━━ INFORMATION SHOWN ━━

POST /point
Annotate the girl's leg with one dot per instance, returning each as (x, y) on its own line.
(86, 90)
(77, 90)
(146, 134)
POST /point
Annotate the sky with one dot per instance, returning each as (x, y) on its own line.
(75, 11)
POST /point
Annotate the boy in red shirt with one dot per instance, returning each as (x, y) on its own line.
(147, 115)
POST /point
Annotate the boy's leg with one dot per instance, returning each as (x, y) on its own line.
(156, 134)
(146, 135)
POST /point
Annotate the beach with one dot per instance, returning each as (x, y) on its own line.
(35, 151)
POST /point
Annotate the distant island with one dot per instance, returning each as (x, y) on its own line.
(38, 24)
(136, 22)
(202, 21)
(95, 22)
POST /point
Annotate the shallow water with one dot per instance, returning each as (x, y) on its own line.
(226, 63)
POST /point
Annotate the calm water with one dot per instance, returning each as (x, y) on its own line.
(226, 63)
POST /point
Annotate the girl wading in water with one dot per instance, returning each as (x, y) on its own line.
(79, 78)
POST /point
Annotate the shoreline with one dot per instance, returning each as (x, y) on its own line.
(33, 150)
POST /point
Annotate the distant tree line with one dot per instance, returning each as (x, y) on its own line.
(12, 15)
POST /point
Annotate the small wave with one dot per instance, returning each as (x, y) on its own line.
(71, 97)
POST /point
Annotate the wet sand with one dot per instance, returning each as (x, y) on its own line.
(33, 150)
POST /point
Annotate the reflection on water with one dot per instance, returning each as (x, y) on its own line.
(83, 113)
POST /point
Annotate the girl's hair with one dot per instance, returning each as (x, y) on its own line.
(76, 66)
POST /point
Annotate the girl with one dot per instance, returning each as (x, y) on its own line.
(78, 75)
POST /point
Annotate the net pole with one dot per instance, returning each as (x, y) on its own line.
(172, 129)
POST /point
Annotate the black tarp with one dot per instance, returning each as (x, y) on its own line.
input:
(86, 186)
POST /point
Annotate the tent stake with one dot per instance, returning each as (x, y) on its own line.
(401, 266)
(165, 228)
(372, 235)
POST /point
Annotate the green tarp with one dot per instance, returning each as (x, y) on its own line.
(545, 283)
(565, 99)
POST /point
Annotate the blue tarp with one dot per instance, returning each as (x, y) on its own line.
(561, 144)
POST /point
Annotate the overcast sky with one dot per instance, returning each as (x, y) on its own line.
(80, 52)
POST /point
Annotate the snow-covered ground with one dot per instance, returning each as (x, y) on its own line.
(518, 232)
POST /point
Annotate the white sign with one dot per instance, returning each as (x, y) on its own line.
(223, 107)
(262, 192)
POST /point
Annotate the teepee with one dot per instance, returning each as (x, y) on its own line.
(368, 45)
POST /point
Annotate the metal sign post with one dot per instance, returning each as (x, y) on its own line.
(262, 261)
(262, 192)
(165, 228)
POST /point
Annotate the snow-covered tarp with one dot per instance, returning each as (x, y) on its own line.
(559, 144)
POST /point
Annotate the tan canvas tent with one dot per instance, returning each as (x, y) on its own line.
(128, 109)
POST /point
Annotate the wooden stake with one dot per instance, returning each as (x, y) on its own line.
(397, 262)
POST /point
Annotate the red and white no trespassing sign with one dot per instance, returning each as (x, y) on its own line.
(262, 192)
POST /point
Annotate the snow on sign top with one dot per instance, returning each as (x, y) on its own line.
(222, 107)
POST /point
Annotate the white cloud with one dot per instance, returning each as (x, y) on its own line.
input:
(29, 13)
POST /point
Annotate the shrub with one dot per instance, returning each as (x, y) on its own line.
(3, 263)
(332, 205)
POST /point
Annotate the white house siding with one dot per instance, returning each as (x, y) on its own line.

━━━

> [WHAT YOU WILL DO]:
Output the data exactly, so that every line matches the original.

> [RESPONSE BELOW]:
POST /point
Annotate the girl's leg with one dot per instance, returning each as (x, y) on its own line.
(86, 90)
(77, 90)
(146, 134)
POST /point
Annotate the sky with one dot per instance, returning each as (x, y) on its own line.
(75, 11)
POST /point
Annotate the boy in red shirt with one dot per instance, returning each as (x, y) on its own line.
(147, 115)
POST /point
Annotate the boy's leg with one dot per instance, returning each as (x, y) on its own line.
(156, 134)
(146, 135)
POST /point
Annotate the beach with one dot per instance, returning each as (x, y) on its own line.
(35, 151)
POST /point
Annotate the distant island with one dot per instance, returning each as (x, y) on its own line.
(38, 24)
(136, 22)
(202, 21)
(95, 22)
POST /point
Annotate the shallow water with one dot per instance, returning each as (x, y) on its own line.
(226, 63)
POST /point
Annotate the calm water with one dot per instance, returning each as (x, y) on its own line.
(226, 63)
POST /point
Annotate the girl wading in water with one dot per instance, returning each as (x, y) on its own line.
(79, 78)
POST /point
Annotate the shoreline with one dot per instance, returning each as (x, y) on its own line.
(33, 150)
POST /point
Annotate the distant tree line with one dot per instance, returning each as (x, y) on its own line.
(12, 15)
POST /point
Annotate the small wave with one dot per instance, returning each as (x, y) on its own line.
(71, 97)
POST /point
Annotate the wet sand with one dot per instance, returning each as (x, y) on its own line.
(33, 150)
POST /point
Annotate the reflection on water with one dot per instance, returning each as (x, y) on its own line.
(83, 113)
POST /point
Annotate the girl's hair with one dot per instance, returning each as (x, y) on its own line.
(76, 66)
POST /point
Annotate the girl with one dot per instance, returning each as (x, y) on its own line.
(78, 75)
POST /point
Annotate the net pole with one dot per instance, returning each as (x, y) on its own line.
(172, 129)
POST /point
Annotate the black tarp with one dot per instance, returning each as (x, y) on its own line.
input:
(86, 186)
POST /point
Annotate the tent stake with one dot per instance, returning each as (x, y) on its own line.
(401, 266)
(165, 228)
(372, 235)
POST /point
Annotate the green tarp with one dot per instance, returning each as (x, y) on its own line.
(545, 283)
(565, 99)
POST /point
Annotate the blue tarp with one dot per instance, returning each as (x, y) on its own line.
(561, 144)
POST /point
Annotate the overcast sky with one dot per instance, returning each as (x, y) on its own line.
(80, 52)
POST /point
Annotate the snow-covered ground with one dot per instance, returning each as (x, y) on its own line.
(518, 232)
POST /point
Annotate the white sign with one dot per instance, returning each as (x, y) on its own line.
(223, 107)
(262, 192)
POST /point
Annotate the teepee with one dot per instance, returning each as (x, y) on its own line.
(368, 45)
POST /point
Annotate the metal sign post with one dot per instance, returning each as (x, y) on its own line.
(262, 261)
(262, 192)
(165, 228)
POST /point
Annotate the snow-covered tarp with one dot per instance, returning each as (x, y) on its own line.
(559, 144)
POST /point
Annotate the tan canvas tent with one dot per instance, returning each as (x, y) on its own line.
(128, 109)
POST /point
Annotate the wooden stake with one dot per instance, returning each as (x, y) on its own line.
(397, 262)
POST /point
Annotate the red and white no trespassing sign with one dot per instance, returning each as (x, y) on its own line.
(262, 192)
POST /point
Annotate the snow on sign top with one dot per instance, returning each as (x, y) on its own line.
(222, 107)
POST /point
Annotate the white cloud with one dot per instance, returning each as (x, y) on its own line.
input:
(29, 13)
POST /point
Annotate the shrub with one dot per instance, returning each as (x, y) on its own line.
(3, 263)
(332, 205)
POST /point
Annotate the white house siding with one dot per instance, returning each as (x, y) on its own line.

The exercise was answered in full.